SELECTED TEXT.

## Begin

Yet Immanuel was not merely copying and translating; he clearly understood vernacular Italian lyrics well enough to formulate them in Hebrew both structurally (in this case moving from canzone to sonnet and composing the sonnet to adhere to quantitative and syllabic meters) and thematically (representing anthropomorphized Death and divine jealousy of the beloved, for instance). Further, he works this poem seamlessly into the larger narrative framework of the third story of the Maḥbarot Immanuel.
Because Immanuel is the only Jewish poet of this era with extant Italian lyrics, it is difficult to gauge how aware Immanuel’s Hebrew readers were of his innovative use of Italian forms in the Maḥbarot Immanuel. Regardless, the Maḥbarot Immanuel was a tremendously popular work that spread rapidly with the invention of the printing press. Indeed, it became famous enough to be banned in the sixteenth-century Code of Jewish Law (Shulḥan ʿArukh, literally Prepared Table) for reading on the Sabbath, due to its licentious contents (Shulḥan ʿArukh ʿOraḥ Ḥayim 307.16).
Immanuel’s Vernacular Italian Poetry
Immanuel wrote five poems in Italian—four sonnets and Bisbidis. Three of the sonnets are standalone and the fourth is part of a tenzone with Bosone da Gubbio to eulogize Dante’s death.
Few scholars have commented on these sonnets with respect to Italian poetics and Immanuel’s Jewish identity; exceptions are Fabian Alfie (“Immanuel of Rome, Alias Manoello Giudeo: The Poetics of Jewish Identity in Fourteenth-Century Italy,”) and Wout van Bekkum (“The Emperor of Poets”).
In addition to these lyrics, there is a tenzone of dubious attribution, purportedly between Cino da Pistoia and Bosone da Gubbio, on the occasion of Immanuel’s death. Questions of attribution aside, the fact that two Christian Italian poets exchanged sonnets upon Immanuel’s death suggests that Immanuel was known well enough to be eulogized. In this case, however, the poets, especially the one claiming to be Cino, take the exchange as an opportunity to assess where Immanuel and Dante now reside in the afterlife. It is not a positive exchange, but it is recognition, nonetheless. Though gleaning personality from fictional writing is generally unproductive, it seems likely that Immanuel would have reveled in any attention, regardless of tone.
Immanuel’s Italian Sonnets
The Italian is from Marti’s edition of Poeti giocosi del tempo di Dante (Milano: Rizzoli, 1956); translations are my own.
Amor non lesse mai l’avemaria; Amor non tenne mai legge né fede; Amor è un cor, che non ode né vede e non sa mai che misura si sia. Amor è una pura signoria, che sol si ferma in voler ciò che chiede; Amor fa com’ pianeto, che provvede, e sempre retra sé per ogni via. Amor non lassò mai, per paternostri né per incanti, suo gentil orgoglio, né per téma digiunt’è, per ch’ i’ giostri. Amor fa quello di che più mi doglio: ché non s’attène a cosa ch’io li mostri, ma sempre mi sa dir:—Pur così voglio—
Love never read the ‘Hail Mary.’ Love never held to laws or faith. Love is a heart, which doesn’t hear or see: Love never knows measure or limit. Love is absolute lordship, which is determined to get what it wants; love is like a planet, exerting its influence, while always becoming more distant. Love never leaves behind its pride, ceding neither to 'Our Fathers' nor to incantations. Nor will it uncleave, though in fear I struggle. Love does that which pains me most: for without attending to what I say, Love always says, “This is what I want!”

## End

GIVEN INSTRUCTION 1. According to the passage on Immanuel's poetry, how many poems did Immanuel write in Italian?
The text and the records were taken from unrelated sources.

RECORDS PROVIDED.
## Begin

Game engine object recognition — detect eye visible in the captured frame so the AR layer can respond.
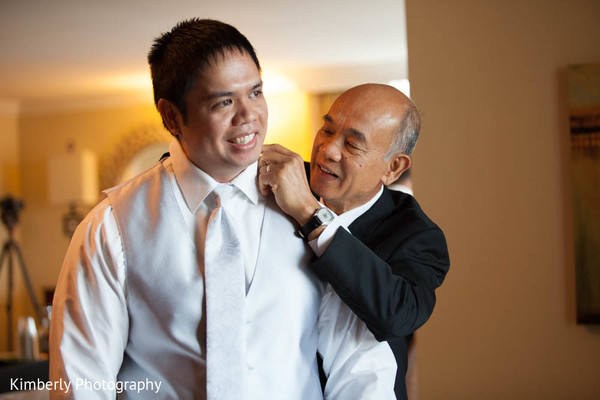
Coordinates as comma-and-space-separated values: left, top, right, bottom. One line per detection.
346, 140, 362, 151
213, 99, 233, 108
319, 126, 333, 136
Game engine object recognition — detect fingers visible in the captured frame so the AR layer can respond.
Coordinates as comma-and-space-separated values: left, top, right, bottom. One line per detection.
258, 144, 304, 172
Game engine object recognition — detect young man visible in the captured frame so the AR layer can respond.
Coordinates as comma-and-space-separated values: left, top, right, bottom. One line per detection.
259, 84, 449, 399
50, 19, 396, 400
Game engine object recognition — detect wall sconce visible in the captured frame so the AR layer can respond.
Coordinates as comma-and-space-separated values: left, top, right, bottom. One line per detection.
48, 143, 98, 238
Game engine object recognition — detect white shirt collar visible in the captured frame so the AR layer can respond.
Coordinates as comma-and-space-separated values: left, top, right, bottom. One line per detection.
169, 139, 260, 213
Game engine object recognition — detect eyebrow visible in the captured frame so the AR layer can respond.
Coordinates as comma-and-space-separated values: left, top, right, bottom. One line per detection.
206, 81, 263, 101
323, 114, 367, 142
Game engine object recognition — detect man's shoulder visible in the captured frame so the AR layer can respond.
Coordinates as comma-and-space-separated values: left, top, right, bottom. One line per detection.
365, 188, 440, 238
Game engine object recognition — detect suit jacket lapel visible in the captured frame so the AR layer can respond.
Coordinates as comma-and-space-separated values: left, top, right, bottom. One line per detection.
348, 187, 394, 239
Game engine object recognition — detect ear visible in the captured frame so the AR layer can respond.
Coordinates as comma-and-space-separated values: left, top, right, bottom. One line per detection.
381, 153, 411, 186
156, 98, 183, 136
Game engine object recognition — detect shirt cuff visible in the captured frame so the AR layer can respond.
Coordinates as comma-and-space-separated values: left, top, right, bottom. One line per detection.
308, 217, 346, 257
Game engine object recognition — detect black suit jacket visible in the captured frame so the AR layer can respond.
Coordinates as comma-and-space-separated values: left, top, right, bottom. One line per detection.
311, 183, 450, 400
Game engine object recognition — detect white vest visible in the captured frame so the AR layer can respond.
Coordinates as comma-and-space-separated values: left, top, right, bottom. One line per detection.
107, 163, 325, 400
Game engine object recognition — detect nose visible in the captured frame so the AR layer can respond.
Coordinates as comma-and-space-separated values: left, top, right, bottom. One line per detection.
232, 100, 257, 126
319, 135, 342, 162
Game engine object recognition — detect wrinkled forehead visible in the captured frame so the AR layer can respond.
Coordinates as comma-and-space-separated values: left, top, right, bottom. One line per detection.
324, 95, 403, 133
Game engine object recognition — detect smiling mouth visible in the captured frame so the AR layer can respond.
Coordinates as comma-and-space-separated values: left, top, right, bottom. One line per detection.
227, 132, 256, 146
317, 164, 338, 178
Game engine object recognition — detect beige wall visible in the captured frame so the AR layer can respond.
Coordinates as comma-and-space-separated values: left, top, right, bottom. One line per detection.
12, 104, 160, 348
407, 0, 600, 400
0, 101, 22, 349
0, 92, 313, 351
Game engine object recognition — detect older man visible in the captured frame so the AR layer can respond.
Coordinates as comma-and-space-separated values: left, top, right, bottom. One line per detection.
50, 19, 396, 400
259, 84, 449, 399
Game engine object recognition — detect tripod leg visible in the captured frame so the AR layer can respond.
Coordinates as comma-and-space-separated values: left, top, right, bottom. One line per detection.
0, 239, 13, 351
0, 242, 12, 351
12, 241, 42, 323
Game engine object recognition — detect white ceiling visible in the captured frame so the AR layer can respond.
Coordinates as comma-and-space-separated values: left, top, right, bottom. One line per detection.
0, 0, 407, 109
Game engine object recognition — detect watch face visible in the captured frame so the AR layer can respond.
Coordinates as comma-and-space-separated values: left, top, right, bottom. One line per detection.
316, 208, 333, 225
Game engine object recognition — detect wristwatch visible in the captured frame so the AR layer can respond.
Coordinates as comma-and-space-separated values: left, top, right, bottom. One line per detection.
298, 207, 333, 238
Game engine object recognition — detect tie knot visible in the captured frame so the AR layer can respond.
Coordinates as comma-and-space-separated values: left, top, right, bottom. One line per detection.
213, 183, 234, 206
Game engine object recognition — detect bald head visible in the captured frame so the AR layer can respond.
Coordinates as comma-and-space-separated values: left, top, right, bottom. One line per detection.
334, 83, 421, 159
310, 84, 418, 215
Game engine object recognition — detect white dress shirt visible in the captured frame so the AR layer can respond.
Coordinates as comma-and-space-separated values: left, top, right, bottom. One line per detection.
50, 141, 396, 400
308, 186, 383, 257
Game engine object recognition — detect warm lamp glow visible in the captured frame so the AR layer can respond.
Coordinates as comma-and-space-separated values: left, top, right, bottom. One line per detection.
388, 79, 410, 98
48, 150, 98, 205
262, 68, 298, 96
98, 71, 152, 91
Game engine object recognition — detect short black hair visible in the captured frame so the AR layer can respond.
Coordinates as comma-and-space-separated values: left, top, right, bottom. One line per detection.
148, 18, 261, 123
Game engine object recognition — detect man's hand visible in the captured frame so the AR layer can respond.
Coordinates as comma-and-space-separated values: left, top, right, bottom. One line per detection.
258, 144, 321, 226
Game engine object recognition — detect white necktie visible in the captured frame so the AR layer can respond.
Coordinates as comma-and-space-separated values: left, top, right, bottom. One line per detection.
204, 184, 246, 400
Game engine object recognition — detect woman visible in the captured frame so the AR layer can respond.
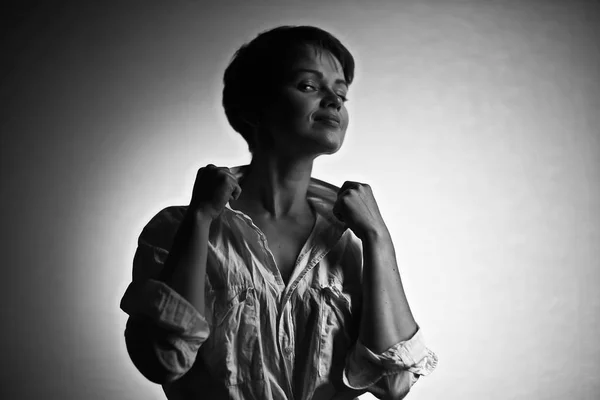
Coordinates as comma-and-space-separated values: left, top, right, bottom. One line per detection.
121, 26, 437, 400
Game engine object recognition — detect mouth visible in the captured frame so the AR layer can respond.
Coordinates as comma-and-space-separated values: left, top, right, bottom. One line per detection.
315, 117, 340, 128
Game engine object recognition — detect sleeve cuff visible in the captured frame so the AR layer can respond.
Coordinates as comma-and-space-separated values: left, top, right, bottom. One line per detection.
342, 328, 438, 389
121, 279, 209, 341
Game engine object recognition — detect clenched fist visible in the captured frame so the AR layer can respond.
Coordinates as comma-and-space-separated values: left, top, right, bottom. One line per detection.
333, 181, 387, 239
190, 164, 242, 221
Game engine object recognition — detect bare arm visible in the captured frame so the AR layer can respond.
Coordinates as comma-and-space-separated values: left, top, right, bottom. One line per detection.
359, 230, 417, 353
160, 209, 211, 315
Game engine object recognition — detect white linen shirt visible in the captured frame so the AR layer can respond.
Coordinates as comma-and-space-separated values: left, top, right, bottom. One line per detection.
121, 166, 437, 400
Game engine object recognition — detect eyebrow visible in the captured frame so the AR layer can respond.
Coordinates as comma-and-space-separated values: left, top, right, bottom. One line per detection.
293, 68, 350, 88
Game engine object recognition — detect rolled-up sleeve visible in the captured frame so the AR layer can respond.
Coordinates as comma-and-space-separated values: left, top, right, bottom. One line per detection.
343, 328, 438, 399
120, 208, 210, 384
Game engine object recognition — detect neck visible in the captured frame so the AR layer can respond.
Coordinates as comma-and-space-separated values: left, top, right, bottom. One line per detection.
236, 152, 313, 219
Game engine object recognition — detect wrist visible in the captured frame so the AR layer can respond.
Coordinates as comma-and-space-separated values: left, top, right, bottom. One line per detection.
360, 226, 391, 243
189, 205, 213, 226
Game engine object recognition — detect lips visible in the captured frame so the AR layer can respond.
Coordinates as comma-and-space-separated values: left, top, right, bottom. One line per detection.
314, 113, 340, 126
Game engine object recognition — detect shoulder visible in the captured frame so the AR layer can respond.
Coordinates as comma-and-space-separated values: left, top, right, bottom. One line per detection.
138, 206, 187, 249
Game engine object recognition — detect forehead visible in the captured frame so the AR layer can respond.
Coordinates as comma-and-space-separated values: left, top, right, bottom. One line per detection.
286, 45, 344, 78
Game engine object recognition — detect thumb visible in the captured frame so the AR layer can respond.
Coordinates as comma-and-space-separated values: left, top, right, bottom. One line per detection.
332, 201, 344, 222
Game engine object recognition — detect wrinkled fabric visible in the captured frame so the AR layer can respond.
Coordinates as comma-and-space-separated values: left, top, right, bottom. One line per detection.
121, 166, 437, 400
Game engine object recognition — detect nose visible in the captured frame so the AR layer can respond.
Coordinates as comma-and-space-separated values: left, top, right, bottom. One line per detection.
322, 90, 344, 111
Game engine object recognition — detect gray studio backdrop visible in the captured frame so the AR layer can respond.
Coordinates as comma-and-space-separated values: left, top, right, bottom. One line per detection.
0, 0, 600, 400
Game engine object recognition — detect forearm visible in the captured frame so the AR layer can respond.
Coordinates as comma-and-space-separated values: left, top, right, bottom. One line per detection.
359, 230, 417, 353
161, 210, 211, 316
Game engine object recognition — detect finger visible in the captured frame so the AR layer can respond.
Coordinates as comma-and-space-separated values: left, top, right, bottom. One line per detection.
332, 203, 344, 222
338, 181, 360, 196
232, 183, 242, 200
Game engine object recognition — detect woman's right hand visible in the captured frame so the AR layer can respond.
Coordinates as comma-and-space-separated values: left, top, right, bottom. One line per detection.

## End

GIVEN INSTRUCTION 2. Output as a JSON list of strings, one string per line, every line of the records from the one containing "Game engine object recognition — detect clenched" down to the one containing "190, 164, 242, 221".

FULL RESPONSE 1. Five: four sonnets and Bisbidis.

FULL RESPONSE 2.
[
  "Game engine object recognition — detect clenched fist visible in the captured frame so the AR layer can respond.",
  "Coordinates as comma-and-space-separated values: left, top, right, bottom. One line per detection.",
  "333, 181, 387, 239",
  "190, 164, 242, 221"
]